* Written task
Which lines in the rows below contain the word "back"? Find each one and copy it out in full.

* Given records
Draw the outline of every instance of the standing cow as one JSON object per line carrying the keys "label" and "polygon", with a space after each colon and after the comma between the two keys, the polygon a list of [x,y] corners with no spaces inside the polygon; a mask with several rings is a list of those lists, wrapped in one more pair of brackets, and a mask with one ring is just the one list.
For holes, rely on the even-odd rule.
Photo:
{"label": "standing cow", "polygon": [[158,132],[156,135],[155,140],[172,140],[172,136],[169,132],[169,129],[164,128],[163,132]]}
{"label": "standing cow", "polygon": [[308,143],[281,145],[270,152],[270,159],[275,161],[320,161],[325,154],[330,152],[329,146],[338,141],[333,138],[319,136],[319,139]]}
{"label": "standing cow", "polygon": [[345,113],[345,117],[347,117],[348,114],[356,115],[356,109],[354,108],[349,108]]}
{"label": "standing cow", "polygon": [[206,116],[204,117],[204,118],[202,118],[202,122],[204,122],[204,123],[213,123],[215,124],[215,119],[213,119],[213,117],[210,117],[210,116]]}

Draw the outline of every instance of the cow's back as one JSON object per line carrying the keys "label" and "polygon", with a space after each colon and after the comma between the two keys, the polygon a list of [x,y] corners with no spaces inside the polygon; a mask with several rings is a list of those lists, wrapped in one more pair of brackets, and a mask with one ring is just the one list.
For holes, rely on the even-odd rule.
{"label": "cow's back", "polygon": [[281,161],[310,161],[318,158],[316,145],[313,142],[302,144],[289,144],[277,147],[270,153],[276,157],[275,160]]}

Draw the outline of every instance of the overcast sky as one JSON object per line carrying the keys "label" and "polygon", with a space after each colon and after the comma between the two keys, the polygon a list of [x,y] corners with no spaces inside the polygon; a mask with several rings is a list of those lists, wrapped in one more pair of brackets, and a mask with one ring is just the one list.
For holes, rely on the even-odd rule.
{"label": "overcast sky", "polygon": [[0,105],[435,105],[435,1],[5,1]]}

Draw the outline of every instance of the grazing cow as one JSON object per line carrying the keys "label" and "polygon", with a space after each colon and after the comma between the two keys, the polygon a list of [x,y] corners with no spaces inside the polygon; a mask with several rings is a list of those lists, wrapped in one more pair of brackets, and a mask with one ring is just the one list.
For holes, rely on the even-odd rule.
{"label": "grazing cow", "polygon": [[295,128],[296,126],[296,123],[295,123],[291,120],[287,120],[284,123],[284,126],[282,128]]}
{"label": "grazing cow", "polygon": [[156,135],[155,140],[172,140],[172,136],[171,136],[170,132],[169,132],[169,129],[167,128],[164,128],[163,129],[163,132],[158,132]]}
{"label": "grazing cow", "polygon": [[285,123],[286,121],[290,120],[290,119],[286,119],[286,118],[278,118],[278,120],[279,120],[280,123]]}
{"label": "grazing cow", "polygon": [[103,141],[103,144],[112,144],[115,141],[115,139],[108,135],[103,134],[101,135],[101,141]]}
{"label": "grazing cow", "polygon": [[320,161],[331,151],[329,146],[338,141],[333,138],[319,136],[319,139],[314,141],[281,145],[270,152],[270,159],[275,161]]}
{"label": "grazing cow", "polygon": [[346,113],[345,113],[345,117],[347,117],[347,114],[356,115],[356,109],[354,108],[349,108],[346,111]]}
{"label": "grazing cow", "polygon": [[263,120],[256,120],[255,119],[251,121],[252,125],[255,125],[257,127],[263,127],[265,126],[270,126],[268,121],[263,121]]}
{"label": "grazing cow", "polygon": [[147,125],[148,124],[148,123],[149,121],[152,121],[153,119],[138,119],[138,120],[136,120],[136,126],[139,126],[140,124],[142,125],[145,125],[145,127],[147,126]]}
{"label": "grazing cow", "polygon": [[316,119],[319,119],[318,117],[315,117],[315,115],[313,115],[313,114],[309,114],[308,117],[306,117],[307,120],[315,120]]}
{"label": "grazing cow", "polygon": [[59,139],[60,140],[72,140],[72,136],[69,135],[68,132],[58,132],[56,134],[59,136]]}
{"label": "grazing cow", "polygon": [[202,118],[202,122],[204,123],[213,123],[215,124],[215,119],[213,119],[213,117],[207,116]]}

* Solution to the problem
Draw the outline of every instance of the cow's back as one JSON object per line carrying the keys "label" and "polygon", with a space after each colon and after the comma between the two keys, the polygon a list of [x,y] corners with no spaces inside the polygon; a mask with several rings is a list of those lists, wrapped in one more pair of brackets, and a mask with one ring is just the one list.
{"label": "cow's back", "polygon": [[281,161],[310,161],[318,158],[316,145],[313,142],[302,144],[289,144],[277,147],[270,153],[276,157],[275,160]]}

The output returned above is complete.